**Document passage**
The brevity of the pieces also works in their favour. It’s one of those cases where it feels far more satisfying to be left wanting to see more of all three pieces, and to be surprised when each finishes.

Of the three the first, Company Ben Abbes’s White Room is perhaps the least successful – four white clad women and one white clad man throw a series of not-especially new and slightly wobbly shapes purporting to explore life after death. Does the deceased soul gradually get used to being dead, they ask? Apparently yes, if accepting death is represented by finding a male dance partner. Still, the company seemed very young, and I’m probably being crushingly unfair. There was absolutely nothing wrong with the piece, just that – perhaps largely thanks to the choice of wallpaper music and white costumes – it felt a bit bland.

**About this exercise**
Copy the passage of the dance review between "The brevity of" and "a bit bland.", inclusive, word for word.

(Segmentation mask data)
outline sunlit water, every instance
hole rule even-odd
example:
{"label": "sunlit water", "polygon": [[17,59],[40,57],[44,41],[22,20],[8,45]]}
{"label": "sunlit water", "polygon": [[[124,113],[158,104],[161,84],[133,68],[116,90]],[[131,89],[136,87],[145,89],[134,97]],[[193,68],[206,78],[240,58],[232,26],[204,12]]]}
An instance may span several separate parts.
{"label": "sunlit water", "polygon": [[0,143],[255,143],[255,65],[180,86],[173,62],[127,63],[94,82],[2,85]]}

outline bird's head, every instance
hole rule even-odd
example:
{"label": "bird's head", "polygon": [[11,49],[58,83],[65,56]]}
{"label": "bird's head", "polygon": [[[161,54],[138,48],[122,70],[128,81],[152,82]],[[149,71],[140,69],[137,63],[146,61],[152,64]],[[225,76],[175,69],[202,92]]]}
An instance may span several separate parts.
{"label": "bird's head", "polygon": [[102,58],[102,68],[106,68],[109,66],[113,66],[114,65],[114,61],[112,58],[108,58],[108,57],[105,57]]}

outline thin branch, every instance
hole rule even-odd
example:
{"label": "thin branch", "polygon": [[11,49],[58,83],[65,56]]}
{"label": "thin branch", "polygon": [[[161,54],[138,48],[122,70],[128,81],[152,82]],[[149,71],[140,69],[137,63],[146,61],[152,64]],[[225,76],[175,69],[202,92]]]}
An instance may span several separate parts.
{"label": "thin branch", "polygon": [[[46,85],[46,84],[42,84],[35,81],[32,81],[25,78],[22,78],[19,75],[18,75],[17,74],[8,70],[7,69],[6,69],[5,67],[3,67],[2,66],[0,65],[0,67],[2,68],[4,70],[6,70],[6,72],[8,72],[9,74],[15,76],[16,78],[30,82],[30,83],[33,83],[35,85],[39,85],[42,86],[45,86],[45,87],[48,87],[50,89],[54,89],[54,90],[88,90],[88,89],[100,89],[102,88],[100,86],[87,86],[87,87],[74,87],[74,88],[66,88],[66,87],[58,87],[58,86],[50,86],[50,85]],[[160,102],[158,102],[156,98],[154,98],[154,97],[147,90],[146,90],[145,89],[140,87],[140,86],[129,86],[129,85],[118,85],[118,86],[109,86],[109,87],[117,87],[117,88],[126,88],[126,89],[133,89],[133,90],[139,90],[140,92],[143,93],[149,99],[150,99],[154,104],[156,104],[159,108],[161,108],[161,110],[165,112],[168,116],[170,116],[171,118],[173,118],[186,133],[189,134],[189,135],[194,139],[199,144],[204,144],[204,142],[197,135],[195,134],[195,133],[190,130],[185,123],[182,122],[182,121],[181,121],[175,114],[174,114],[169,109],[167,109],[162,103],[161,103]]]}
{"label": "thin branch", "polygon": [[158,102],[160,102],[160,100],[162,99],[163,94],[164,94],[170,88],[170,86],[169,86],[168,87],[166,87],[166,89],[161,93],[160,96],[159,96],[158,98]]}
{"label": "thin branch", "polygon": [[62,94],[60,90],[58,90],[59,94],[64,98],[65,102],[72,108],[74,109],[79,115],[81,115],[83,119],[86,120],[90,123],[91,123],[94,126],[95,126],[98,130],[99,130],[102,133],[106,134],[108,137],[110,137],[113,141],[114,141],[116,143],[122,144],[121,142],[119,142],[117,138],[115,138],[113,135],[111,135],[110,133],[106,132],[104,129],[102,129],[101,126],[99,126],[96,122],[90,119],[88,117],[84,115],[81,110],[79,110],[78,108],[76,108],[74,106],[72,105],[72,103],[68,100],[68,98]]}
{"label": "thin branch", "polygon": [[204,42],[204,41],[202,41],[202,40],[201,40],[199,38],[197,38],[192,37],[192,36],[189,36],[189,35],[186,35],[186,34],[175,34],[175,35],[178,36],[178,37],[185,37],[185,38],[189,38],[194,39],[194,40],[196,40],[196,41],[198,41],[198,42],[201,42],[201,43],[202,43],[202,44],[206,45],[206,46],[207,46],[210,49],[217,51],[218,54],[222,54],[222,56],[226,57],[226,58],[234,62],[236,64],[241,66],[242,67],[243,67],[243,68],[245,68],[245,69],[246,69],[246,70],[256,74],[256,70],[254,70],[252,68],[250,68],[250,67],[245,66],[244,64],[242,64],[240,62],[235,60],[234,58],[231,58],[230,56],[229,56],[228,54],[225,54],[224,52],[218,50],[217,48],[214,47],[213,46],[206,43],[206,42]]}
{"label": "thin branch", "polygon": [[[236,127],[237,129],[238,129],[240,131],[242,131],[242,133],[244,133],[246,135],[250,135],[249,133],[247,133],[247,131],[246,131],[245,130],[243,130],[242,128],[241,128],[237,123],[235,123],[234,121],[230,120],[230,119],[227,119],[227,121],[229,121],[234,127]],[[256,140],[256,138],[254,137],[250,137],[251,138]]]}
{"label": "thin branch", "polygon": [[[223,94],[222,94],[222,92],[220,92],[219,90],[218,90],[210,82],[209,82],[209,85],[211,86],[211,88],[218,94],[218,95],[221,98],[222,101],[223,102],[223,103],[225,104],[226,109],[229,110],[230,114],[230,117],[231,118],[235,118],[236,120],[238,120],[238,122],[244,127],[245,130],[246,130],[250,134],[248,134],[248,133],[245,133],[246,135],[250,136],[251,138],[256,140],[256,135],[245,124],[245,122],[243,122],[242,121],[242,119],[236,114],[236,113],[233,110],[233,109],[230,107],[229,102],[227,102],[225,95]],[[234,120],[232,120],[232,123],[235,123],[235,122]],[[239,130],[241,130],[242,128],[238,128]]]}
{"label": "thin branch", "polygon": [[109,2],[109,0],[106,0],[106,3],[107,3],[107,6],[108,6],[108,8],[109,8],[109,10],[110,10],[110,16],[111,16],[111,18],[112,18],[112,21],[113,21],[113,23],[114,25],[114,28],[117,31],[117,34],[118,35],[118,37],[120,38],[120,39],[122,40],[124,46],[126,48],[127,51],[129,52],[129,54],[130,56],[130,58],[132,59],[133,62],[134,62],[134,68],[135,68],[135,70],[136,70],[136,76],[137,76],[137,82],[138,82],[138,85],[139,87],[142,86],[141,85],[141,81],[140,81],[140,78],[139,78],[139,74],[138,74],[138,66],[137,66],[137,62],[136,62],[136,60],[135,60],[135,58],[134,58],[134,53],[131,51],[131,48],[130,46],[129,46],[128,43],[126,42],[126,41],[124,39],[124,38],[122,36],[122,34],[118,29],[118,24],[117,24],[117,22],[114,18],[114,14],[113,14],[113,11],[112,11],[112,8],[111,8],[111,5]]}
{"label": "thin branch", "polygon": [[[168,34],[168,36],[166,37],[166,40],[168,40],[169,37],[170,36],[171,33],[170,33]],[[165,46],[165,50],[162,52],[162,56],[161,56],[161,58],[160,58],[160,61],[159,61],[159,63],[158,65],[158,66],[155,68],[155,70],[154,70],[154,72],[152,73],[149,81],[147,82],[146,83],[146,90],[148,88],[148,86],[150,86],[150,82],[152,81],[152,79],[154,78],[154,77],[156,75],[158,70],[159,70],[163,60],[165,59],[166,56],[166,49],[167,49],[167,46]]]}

**Solution to this exercise**
The brevity of the pieces also works in their favour. It’s one of those cases where it feels far more satisfying to be left wanting to see more of all three pieces, and to be surprised when each finishes.

Of the three the first, Company Ben Abbes’s White Room is perhaps the least successful – four white clad women and one white clad man throw a series of not-especially new and slightly wobbly shapes purporting to explore life after death. Does the deceased soul gradually get used to being dead, they ask? Apparently yes, if accepting death is represented by finding a male dance partner. Still, the company seemed very young, and I’m probably being crushingly unfair. There was absolutely nothing wrong with the piece, just that – perhaps largely thanks to the choice of wallpaper music and white costumes – it felt a bit bland.